▶ [THE TASKS]
(1) List every piece of legislation and every government agency named in the article on Australia's 2026 workplace compliance changes.
(2) Resume the article on Australia's 2026 workplace compliance changes, starting right after its last sentence.

Master Compliance in 2026: Transform HR Systems
From 1 July 2026, Australian employers face mandatory Payday Superannuation payments with every wage cycle, exposing late payers to steeper penalties and compounding recent reforms that have already expanded employee entitlements and scrutiny.
Key takeaways
- •The Payday Super change, legislated in November 2025, ends quarterly super payments and aligns them with wages to curb chronic underpayment issues that have left billions in unpaid super over the years.
- •Paid Parental Leave expands to 26 weeks of government-funded entitlement starting 1 July 2026, increasing employer administrative burdens around leave coordination and potential top-up obligations.
- •These shifts arrive against a backdrop of ongoing reviews into the 2023-2024 Closing Loopholes Acts and potential National Employment Standards updates, creating uncertainty over further adjustments to worker rights and employer flexibility.
Tightening Payroll and Entitlements
Australia's workplace relations landscape has undergone rapid transformation since 2023, with the Closing Loopholes Acts addressing perceived gaps in worker protections. While most provisions from those laws commenced between 2024 and 2025—including the right to disconnect and revised casual employment definitions—the momentum continues into 2026 with targeted but significant obligations.
The centrepiece is Payday Superannuation, enacted through amendments to the Superannuation Guarantee (Administration) Act passed on 4 November 2025. Employers must now remit super contributions simultaneously with salary and wages from 1 July 2026, rather than quarterly. This targets persistent unpaid or late superannuation problems; the Australian Taxation Office has long reported substantial shortfalls, with historical estimates of billions in lost entitlements. Non-compliance risks include Superannuation Guarantee Charge liabilities, which incorporate interest and administration fees on top of the shortfall, plus potential civil penalties.

▶ [RAW DATA]
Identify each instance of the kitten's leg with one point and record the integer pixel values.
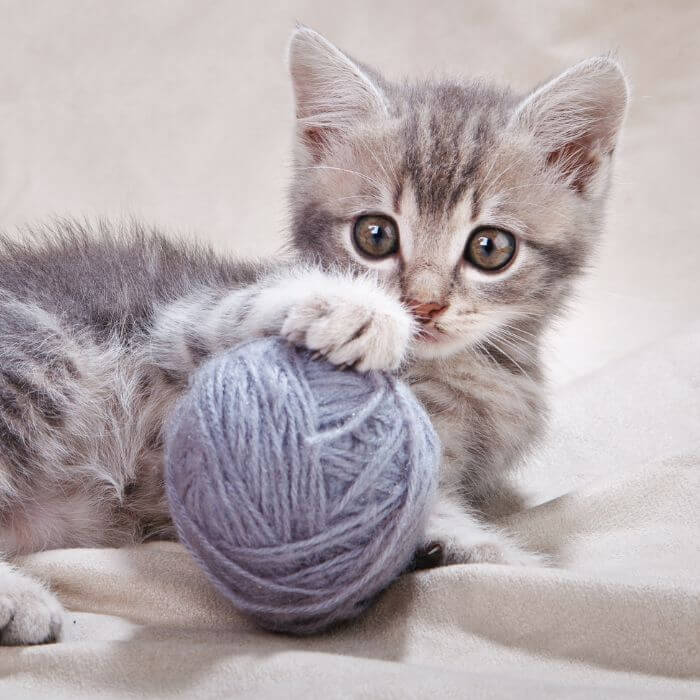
(453, 536)
(40, 398)
(348, 320)
(29, 612)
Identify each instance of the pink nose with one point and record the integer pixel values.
(426, 311)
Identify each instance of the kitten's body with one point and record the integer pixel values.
(100, 332)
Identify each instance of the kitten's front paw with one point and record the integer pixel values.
(29, 614)
(351, 323)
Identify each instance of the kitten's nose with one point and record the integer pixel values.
(426, 311)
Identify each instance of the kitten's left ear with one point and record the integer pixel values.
(332, 91)
(576, 119)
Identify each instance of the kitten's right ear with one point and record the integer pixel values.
(576, 118)
(332, 92)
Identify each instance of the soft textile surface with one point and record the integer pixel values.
(180, 112)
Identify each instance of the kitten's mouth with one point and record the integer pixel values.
(432, 335)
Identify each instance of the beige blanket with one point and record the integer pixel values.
(180, 112)
(621, 619)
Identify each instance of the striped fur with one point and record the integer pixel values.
(102, 327)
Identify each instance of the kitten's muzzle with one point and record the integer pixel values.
(426, 312)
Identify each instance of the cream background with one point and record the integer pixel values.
(180, 113)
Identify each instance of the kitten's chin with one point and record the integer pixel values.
(435, 348)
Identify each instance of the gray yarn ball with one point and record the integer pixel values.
(300, 489)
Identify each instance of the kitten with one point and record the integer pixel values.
(436, 230)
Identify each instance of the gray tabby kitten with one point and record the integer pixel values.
(437, 228)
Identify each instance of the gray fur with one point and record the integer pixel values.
(102, 327)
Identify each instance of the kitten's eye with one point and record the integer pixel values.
(490, 249)
(376, 236)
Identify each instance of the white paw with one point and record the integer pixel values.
(29, 613)
(353, 323)
(448, 552)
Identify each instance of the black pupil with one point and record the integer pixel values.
(486, 244)
(377, 232)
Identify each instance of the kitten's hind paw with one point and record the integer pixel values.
(437, 553)
(29, 613)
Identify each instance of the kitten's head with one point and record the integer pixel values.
(475, 205)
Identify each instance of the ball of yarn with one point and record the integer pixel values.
(301, 490)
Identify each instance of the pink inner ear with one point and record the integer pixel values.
(578, 161)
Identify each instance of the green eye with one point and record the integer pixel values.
(490, 249)
(376, 236)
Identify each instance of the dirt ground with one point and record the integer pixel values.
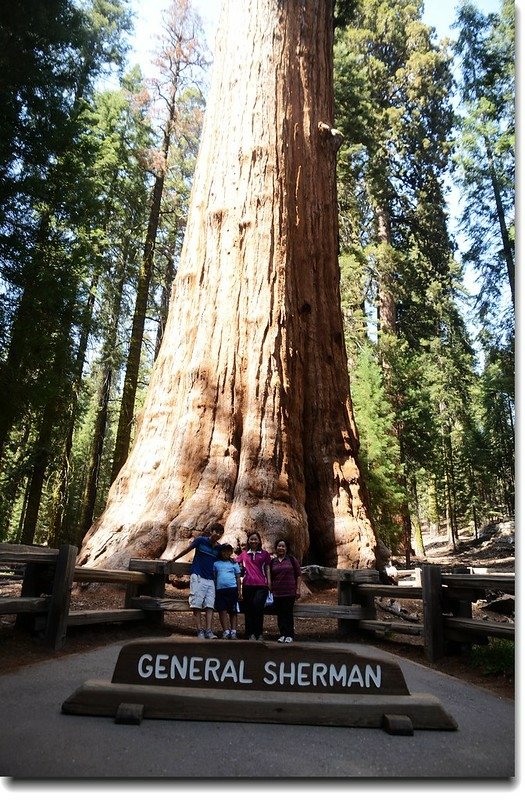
(17, 649)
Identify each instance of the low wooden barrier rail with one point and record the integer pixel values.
(49, 574)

▶ [THE RESPONSES]
(1)
- Closing Loopholes Acts
- Superannuation Guarantee (Administration) Act
- Australian Taxation Office

(2)
Compounding this, government-funded Paid Parental Leave rises to 26 weeks (130 days) from the same date, building on incremental increases in prior years. Employers must adjust payroll systems and policies to handle extended leave periods, including tracking eligibility and any enterprise agreement top-ups.
Other 2026 elements include gender equality target-setting obligations for companies with 500+ employees, starting earlier in the year, and heightened focus on psychosocial risks under work health and safety duties. A statutory review of the Closing Loopholes reforms, launched in December 2025 with a report due by June 2026, may recommend tweaks, while an inquiry into the National Employment Standards could signal broader changes to baseline entitlements like leave and hours.
Tensions arise between compliance costs—particularly for small businesses adapting payroll software and processes—and the policy goal of stronger worker protections. Larger employers may absorb changes more easily, but smaller ones face disproportionate administrative strain without equivalent resources. Critics argue the cumulative reforms reduce flexibility in hiring and scheduling, while supporters point to reduced exploitation and better retirement outcomes.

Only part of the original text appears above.